**Given data**
■ ■ ■ ■ ■ ■ ■
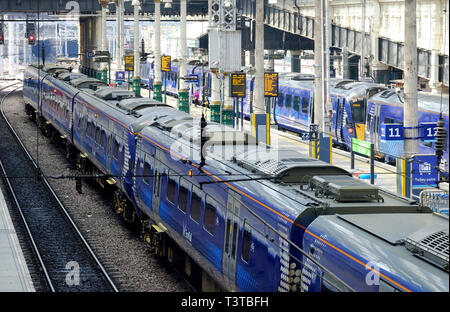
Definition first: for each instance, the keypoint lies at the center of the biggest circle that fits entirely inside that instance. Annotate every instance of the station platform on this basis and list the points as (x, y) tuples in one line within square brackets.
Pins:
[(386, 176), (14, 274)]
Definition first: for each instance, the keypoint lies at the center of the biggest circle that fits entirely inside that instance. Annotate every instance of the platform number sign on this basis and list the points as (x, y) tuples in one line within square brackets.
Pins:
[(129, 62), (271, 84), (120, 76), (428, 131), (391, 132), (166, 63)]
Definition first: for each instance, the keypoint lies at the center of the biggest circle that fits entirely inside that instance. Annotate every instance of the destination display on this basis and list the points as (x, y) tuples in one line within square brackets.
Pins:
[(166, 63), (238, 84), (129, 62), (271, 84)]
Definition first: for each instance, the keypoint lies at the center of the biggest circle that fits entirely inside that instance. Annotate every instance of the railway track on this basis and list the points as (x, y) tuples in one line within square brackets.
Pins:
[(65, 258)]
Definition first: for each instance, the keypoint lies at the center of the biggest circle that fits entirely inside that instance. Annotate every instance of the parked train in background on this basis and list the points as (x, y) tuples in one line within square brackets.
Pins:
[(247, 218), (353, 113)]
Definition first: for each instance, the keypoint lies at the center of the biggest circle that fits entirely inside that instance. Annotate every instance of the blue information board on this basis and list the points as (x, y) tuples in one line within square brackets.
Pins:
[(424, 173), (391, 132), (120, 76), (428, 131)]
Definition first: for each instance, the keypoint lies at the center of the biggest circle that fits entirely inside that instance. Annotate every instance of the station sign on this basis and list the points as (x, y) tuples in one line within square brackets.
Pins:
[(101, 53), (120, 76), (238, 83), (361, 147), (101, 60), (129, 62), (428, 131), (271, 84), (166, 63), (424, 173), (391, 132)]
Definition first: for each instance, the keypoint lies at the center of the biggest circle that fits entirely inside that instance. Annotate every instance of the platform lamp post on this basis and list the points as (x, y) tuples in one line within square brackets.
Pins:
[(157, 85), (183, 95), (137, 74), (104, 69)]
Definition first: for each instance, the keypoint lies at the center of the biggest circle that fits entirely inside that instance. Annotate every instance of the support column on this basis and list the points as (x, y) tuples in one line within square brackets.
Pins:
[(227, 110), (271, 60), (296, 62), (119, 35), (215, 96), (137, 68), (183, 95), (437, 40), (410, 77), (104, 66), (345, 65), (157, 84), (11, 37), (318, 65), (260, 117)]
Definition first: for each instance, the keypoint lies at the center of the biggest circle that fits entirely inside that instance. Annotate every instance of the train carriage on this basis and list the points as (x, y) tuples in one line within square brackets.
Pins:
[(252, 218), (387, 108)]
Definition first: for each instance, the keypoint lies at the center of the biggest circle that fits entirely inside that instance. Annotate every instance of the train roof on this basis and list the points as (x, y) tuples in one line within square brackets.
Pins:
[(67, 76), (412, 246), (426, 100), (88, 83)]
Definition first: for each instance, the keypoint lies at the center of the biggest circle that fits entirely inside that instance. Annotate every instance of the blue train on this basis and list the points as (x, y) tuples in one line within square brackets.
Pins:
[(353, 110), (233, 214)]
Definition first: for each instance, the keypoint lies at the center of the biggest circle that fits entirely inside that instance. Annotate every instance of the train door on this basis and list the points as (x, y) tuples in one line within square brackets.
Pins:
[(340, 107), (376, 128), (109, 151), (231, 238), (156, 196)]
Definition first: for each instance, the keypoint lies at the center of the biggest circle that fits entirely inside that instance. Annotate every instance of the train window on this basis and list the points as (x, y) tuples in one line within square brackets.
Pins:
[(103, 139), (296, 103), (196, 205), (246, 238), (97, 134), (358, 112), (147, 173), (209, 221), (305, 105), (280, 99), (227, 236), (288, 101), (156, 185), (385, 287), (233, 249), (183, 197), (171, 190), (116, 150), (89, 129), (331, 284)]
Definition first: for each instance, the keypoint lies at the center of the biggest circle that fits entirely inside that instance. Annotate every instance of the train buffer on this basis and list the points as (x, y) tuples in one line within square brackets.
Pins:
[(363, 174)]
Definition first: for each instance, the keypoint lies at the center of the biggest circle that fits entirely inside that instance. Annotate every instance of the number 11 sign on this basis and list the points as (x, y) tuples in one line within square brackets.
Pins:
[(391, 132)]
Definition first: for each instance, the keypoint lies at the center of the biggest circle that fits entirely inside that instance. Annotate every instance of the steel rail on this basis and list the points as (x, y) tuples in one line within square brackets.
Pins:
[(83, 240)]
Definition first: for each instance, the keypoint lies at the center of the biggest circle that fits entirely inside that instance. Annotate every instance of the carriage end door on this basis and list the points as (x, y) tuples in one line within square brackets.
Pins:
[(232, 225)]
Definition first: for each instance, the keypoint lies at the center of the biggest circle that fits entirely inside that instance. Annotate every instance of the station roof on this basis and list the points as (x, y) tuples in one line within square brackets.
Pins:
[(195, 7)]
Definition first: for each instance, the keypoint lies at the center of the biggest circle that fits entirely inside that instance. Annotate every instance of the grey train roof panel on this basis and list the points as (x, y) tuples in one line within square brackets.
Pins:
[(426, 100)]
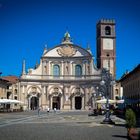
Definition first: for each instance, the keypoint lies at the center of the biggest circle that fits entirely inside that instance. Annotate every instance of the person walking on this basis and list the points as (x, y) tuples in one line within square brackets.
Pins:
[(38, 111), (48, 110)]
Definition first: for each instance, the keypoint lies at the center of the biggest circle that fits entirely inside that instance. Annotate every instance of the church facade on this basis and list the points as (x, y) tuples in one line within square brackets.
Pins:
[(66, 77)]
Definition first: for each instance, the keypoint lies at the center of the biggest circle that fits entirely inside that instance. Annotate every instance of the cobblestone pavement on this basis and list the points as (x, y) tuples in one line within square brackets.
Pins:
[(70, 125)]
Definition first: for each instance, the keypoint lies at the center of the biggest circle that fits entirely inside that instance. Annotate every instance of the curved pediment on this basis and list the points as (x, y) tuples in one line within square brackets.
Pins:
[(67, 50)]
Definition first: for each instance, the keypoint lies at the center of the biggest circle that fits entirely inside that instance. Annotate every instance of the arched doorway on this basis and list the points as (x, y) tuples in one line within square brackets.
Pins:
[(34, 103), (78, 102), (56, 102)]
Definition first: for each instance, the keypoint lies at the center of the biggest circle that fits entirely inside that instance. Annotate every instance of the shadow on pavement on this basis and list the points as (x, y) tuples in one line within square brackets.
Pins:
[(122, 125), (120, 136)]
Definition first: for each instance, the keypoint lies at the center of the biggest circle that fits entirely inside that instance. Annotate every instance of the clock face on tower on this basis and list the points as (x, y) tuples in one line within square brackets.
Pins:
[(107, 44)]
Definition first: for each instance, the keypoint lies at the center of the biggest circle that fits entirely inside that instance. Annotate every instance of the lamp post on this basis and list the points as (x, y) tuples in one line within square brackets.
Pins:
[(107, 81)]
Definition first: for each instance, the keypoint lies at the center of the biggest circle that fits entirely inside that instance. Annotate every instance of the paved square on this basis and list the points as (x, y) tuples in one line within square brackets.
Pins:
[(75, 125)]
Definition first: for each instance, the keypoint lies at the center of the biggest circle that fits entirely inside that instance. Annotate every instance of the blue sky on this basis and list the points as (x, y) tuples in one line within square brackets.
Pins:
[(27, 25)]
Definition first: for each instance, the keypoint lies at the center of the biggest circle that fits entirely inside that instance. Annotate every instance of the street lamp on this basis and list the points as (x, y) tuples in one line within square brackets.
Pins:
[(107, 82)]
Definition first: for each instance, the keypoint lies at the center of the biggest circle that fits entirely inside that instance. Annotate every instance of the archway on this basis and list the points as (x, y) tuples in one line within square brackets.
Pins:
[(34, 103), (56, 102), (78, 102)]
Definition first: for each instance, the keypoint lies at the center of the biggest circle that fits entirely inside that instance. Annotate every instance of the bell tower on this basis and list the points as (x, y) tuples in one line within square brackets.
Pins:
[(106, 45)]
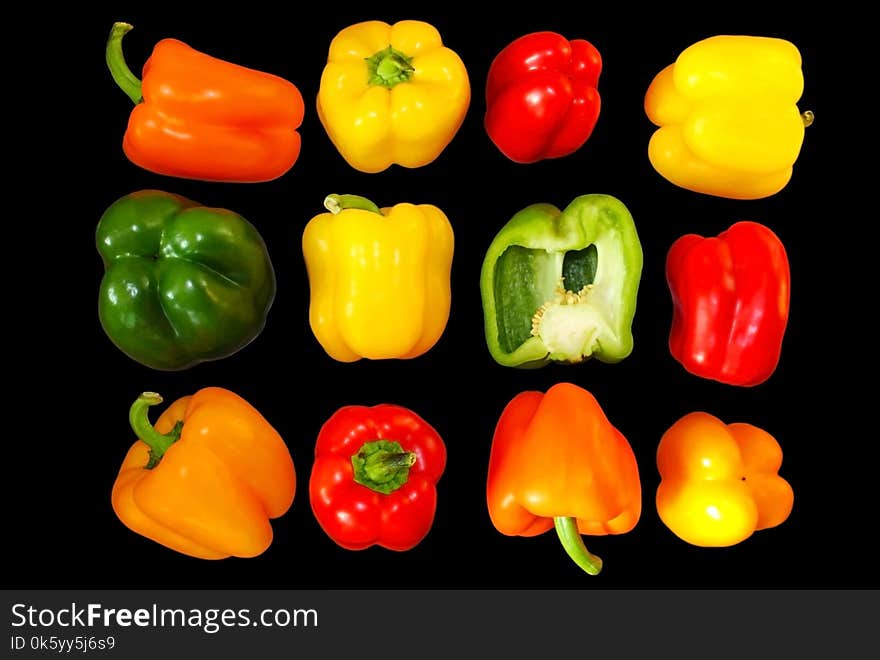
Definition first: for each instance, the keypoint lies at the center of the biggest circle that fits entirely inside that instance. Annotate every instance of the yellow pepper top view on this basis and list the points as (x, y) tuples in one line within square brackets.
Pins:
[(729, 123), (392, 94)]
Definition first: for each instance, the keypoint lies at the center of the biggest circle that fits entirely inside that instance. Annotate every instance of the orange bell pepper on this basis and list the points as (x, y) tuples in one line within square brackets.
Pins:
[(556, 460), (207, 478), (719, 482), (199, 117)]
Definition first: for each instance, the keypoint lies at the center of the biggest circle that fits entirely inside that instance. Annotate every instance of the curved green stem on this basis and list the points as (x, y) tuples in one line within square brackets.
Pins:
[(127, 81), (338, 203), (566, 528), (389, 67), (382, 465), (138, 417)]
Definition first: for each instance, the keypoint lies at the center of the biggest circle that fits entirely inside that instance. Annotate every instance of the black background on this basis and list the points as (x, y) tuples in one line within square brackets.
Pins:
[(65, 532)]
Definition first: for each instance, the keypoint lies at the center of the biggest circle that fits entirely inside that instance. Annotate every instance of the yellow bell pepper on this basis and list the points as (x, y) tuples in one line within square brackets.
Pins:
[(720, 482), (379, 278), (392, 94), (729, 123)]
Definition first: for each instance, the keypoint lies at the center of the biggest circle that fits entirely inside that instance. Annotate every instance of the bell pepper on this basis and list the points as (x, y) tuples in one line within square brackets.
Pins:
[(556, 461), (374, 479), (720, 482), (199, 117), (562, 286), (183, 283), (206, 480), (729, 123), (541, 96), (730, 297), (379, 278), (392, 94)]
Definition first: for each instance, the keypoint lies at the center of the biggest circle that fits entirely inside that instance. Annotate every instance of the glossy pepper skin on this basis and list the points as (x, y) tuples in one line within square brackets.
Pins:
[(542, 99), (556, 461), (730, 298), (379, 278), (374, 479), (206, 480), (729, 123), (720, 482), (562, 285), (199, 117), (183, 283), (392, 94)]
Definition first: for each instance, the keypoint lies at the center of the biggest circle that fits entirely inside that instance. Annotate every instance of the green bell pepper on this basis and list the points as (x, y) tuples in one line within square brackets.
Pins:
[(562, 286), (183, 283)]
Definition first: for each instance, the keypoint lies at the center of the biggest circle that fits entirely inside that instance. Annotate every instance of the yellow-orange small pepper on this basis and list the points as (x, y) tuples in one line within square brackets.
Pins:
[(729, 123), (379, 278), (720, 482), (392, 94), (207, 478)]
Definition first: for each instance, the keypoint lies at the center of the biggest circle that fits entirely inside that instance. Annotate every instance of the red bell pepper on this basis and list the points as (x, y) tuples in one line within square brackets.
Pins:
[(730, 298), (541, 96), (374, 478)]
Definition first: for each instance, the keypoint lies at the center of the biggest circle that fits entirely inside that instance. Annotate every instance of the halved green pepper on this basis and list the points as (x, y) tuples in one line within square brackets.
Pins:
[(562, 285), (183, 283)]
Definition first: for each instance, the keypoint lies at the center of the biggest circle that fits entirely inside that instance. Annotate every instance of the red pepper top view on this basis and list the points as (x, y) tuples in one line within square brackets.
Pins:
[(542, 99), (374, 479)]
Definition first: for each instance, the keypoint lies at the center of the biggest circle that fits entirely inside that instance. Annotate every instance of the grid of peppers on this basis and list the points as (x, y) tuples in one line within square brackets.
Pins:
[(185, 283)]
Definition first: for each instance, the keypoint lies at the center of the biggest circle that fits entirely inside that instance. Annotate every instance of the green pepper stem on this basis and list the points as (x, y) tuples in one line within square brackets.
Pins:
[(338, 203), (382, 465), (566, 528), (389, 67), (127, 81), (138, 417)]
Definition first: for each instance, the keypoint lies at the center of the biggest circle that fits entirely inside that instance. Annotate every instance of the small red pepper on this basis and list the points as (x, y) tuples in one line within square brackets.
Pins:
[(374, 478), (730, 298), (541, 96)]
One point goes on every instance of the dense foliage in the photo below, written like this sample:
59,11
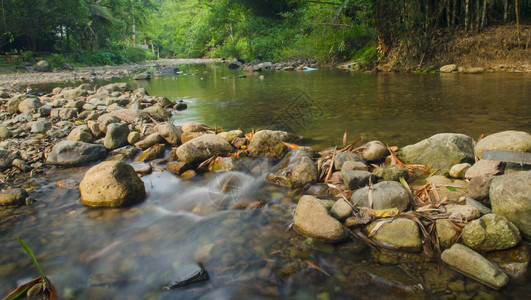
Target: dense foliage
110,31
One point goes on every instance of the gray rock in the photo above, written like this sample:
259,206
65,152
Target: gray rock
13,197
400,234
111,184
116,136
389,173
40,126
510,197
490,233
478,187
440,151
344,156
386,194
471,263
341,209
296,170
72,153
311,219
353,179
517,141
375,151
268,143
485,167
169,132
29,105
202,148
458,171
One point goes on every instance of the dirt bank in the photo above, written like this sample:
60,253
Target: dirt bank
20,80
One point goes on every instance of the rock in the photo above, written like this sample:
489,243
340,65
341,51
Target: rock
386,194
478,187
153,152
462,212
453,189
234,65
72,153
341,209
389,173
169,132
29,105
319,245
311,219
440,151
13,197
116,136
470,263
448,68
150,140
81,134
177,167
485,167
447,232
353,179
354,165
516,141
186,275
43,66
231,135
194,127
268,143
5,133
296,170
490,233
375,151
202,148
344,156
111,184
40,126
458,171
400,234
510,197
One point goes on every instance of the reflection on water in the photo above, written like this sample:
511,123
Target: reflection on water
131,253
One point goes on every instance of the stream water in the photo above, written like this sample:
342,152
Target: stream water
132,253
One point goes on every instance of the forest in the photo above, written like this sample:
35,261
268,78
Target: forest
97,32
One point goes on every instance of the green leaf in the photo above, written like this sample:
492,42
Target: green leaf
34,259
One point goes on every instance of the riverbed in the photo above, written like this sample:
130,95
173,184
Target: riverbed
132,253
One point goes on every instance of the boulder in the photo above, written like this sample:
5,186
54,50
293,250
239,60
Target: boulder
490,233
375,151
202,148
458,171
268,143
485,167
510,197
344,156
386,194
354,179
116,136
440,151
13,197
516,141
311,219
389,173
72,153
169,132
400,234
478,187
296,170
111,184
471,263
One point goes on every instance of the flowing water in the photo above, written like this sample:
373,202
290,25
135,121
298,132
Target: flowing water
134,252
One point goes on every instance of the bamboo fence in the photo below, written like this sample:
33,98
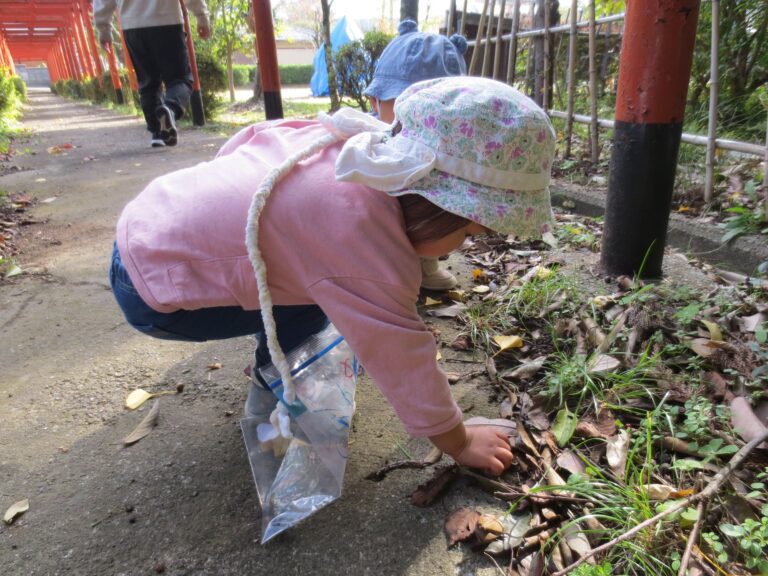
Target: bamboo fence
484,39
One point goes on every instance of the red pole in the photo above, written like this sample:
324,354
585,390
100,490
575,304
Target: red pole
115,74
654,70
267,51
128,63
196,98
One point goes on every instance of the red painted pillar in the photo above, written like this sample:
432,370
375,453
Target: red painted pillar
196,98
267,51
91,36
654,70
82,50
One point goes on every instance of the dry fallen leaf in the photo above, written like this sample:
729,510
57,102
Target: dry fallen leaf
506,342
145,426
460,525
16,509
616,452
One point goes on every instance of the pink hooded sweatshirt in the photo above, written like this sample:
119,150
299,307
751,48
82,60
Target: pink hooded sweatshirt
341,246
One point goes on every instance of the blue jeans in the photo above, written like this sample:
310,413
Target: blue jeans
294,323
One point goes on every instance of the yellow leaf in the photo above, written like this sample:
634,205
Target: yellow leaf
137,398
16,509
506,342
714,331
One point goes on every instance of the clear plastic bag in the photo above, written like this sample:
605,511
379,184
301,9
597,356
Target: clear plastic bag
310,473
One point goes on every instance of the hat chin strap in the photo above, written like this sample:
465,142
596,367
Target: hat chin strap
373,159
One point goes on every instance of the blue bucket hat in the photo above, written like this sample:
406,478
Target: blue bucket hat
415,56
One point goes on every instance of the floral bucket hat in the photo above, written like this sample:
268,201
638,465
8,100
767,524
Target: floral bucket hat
■ ■ ■ ■ ■ ■ ■
Across the listing above, report every line where "carriage" occurs.

Definition first: for each instance, the keypoint lies at the center of the biggest circle that fits entirely inside that instance. Annotate every instance of the train carriage on this basis and list the points as (x, y) tuples in one line within square brackets.
Definition first: for each instance, the keypoint lies at the center of the biggest circle that fits entirely inside that instance. Annotate every instance of the carriage end door on this basis and list the points as (x, y) tuples in one line within square brackets.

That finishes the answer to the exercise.